- [INSTRUÇÕES DO EXERCÍCIO]
Transcreva fielmente o trecho do texto sobre aprender tango que começa em "Aprenda tango. É" e vai até "pelo mesmo caminho.".

- [TEXTO DE APOIO]
○ ○ ○ ○
Editorial edição

 Aprenda tango. É bom demais!

Milton Saldanha

De tempos em tempos é bom a gente voltar a ser aluno de alguma coisa. O reencontro com limites e dificuldades nos dá belas lições de humildade. Abre horizontes. Enseja novas amizades. Aprofunda nossa percepção das pessoas. Aprimora a capacidade de ensinar. Este repórter agora é aluno de tango, bem iniciante. A experiência é maravilhosas, relatada em alguns aspectos neste depoimento, com o objetivo explícito de estimular mais pessoas a seguirem pelo mesmo caminho.

 Tango já!

Até parece... Demorei vários anos para começar a aprender a dançar tango. Falta de tempo, pela atribulada vida de repórter, pensará o leitor. Nada disso. Foi preguiça mesmo. Assumida. A falta de tempo entrava como desculpa, aos outros e para meu próprio conforto. De tanto ouvir falar que é difícil, que requer treinamento, práticas, parceira, etc, a preguiça aumentava. Alguns dos próprios tangueros se colocam como elite e fomentam tais mitos, sem maldade, certamente só para impressionar, e sem perceber afastam pessoas e prejudicam o crescimento do segmento.
○ ○ ○ ○
- [LINHAS]

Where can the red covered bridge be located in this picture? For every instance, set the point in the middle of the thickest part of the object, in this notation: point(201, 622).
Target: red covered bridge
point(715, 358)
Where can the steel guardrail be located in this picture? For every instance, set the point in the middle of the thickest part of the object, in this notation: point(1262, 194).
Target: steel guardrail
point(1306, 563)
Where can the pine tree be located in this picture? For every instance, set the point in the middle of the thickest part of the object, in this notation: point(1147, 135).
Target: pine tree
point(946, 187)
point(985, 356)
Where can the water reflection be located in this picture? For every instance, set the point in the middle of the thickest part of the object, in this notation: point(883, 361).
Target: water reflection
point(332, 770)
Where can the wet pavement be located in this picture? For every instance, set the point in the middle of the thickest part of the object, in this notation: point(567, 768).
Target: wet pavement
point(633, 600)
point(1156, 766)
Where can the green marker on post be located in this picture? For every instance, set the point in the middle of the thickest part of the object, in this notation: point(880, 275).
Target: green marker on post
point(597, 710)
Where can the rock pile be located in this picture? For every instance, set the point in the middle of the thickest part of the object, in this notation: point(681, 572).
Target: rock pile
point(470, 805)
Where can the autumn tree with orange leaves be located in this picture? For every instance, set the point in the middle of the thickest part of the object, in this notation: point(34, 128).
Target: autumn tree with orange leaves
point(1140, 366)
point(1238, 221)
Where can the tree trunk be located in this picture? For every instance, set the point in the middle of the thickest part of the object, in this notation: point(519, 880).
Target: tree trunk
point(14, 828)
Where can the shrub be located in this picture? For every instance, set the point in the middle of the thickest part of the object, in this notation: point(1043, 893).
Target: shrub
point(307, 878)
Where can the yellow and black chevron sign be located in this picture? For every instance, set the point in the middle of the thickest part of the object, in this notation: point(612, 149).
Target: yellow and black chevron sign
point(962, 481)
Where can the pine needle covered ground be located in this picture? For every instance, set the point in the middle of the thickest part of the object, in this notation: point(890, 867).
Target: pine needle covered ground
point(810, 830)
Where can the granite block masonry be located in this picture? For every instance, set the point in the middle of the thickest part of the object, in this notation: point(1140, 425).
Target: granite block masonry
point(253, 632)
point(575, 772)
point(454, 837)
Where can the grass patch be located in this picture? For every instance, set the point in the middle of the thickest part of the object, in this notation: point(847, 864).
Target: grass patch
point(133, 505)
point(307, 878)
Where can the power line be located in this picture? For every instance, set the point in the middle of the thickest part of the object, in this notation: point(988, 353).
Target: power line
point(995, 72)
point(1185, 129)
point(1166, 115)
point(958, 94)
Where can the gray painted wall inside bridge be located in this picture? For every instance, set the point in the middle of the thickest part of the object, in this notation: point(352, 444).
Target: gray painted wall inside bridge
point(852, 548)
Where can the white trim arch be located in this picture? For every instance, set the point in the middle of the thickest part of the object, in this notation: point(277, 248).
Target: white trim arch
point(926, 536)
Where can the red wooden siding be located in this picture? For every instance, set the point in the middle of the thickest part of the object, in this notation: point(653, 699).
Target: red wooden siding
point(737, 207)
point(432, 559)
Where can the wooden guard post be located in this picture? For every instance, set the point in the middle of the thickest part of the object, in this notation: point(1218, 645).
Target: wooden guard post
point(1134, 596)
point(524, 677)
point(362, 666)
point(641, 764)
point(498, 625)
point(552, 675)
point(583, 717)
○ ○ ○ ○
- [TAREFA RESOLVIDA]
Aprenda tango. É bom demais!

Milton Saldanha

De tempos em tempos é bom a gente voltar a ser aluno de alguma coisa. O reencontro com limites e dificuldades nos dá belas lições de humildade. Abre horizontes. Enseja novas amizades. Aprofunda nossa percepção das pessoas. Aprimora a capacidade de ensinar. Este repórter agora é aluno de tango, bem iniciante. A experiência é maravilhosas, relatada em alguns aspectos neste depoimento, com o objetivo explícito de estimular mais pessoas a seguirem pelo mesmo caminho.